▶ **Records for this exercise**:
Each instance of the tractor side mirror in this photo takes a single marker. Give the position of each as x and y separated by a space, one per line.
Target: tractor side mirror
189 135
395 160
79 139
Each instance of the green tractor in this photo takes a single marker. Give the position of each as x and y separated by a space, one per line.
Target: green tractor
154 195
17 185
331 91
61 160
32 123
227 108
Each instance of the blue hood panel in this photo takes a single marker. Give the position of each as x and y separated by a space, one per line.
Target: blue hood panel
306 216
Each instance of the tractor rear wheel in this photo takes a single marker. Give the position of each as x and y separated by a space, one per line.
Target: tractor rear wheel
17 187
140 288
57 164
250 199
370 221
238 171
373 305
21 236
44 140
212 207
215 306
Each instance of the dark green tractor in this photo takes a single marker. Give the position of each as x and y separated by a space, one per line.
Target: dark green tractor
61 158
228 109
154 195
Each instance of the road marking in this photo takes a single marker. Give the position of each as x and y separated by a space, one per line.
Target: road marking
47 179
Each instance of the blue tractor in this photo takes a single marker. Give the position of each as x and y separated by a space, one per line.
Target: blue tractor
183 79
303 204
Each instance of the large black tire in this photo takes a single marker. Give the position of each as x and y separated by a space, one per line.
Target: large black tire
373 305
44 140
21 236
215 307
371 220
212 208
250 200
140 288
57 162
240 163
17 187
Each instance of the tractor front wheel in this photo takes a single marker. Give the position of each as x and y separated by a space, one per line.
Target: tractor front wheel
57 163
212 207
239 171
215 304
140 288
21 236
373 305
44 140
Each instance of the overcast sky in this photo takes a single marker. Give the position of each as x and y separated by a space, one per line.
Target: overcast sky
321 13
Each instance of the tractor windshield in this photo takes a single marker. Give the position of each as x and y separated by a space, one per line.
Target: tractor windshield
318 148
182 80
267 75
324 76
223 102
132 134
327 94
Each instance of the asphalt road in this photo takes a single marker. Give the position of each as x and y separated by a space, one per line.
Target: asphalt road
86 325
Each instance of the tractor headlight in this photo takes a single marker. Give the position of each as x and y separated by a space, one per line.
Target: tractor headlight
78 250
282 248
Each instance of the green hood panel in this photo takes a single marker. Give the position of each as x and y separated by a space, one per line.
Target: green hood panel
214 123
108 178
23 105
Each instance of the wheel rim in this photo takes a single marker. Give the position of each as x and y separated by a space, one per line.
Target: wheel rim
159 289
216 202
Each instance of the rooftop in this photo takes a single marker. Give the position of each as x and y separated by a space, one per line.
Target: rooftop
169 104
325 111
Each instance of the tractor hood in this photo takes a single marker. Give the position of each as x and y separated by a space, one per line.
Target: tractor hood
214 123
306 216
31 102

▶ **Required work**: Return all of the data exactly as it reads.

▶ **Task response**:
Each instance of the tractor side mirror in this photo takes a single marker. Give the position of each as x and y separated by a space, one per line.
Target: tractor side mirror
189 135
395 160
79 139
Each instance of the green tractor in this photo takes a single marker. Give the position of each as x and y separated by a space, one per line.
Target: green tractor
154 195
17 185
331 91
61 160
32 123
227 108
Each instance of the blue hood panel in this photo takes a single marker. Give the position of each as x and y separated by a space, one per line.
Target: blue hood panel
306 216
Each instance of the tractor rear wheel in this photo takes a single marker. Give the position of each as x and y separated by a space, one per line.
Target: tractor rear wheel
17 187
140 288
57 164
250 199
370 221
238 171
373 305
21 236
44 140
212 207
215 306
Each instance of the dark green tractor in this photo takes a single marker. Give the position of each as x and y separated by a space, one per line.
Target: dark green tractor
61 158
228 109
154 195
Each instance of the road marking in this photo takes a single marker. Give the position of each as x and y separated by a space, one per line.
Target: road marking
47 179
Each instance of the blue tractor in this photo takes a single marker. Give the position of each as x and y separated by a space, one per line.
Target: blue tractor
183 79
303 204
Each instance of the large black tire in this photo takes a single marker. Give the position of each as x and y separated by a space, one per line.
Target: large black tire
373 305
44 140
21 236
215 307
371 220
212 208
250 200
140 288
57 162
240 163
17 187
Each instance of the tractor front wheel in this photo takes a single marker. Give the position of each as x and y separated by a space, one per line.
Target: tractor front wheel
57 163
212 207
239 171
215 304
140 288
21 236
373 305
44 140
Each instance of the overcast sky in this photo takes a single marker. Give the position of each as x and y separated by a space, one per line.
Target: overcast sky
321 13
Each instance of the tractor windshield in this photo takes a single marker. Give the position of each as x and y separated by a space, one per line.
Target: tractor windshield
318 148
182 80
267 75
324 76
223 102
132 134
327 94
Each instance of the asphalt road in this photo takes a single marker. Give the position of each as x and y separated by a space, one per line.
Target: asphalt road
86 325
Each instance of the tractor headlight in this photo takes a single marker. Give the position of each as x and y separated by a space, one per line.
Target: tractor headlight
78 250
282 248
Each instance of the green hood panel in this photo takes a single marker. Give the position of each as x and y separated by a space, one per line.
Target: green hood panel
214 123
108 178
23 105
Each instance of the wheel rim in this photo takes a single marker. Give the position of each as x and y separated by a space, one per line.
Target: wheel rim
159 289
216 202
Each instance of the rooftop in this photo takes a single marker. Give the position of each as x and y separated by a space, one per line.
Target: rooftop
169 104
325 111
Each instance of the tractor hood in this photo takes a single marker. Give the position of each as x and y separated by a space, one per line.
Target: tractor hood
214 123
306 216
31 102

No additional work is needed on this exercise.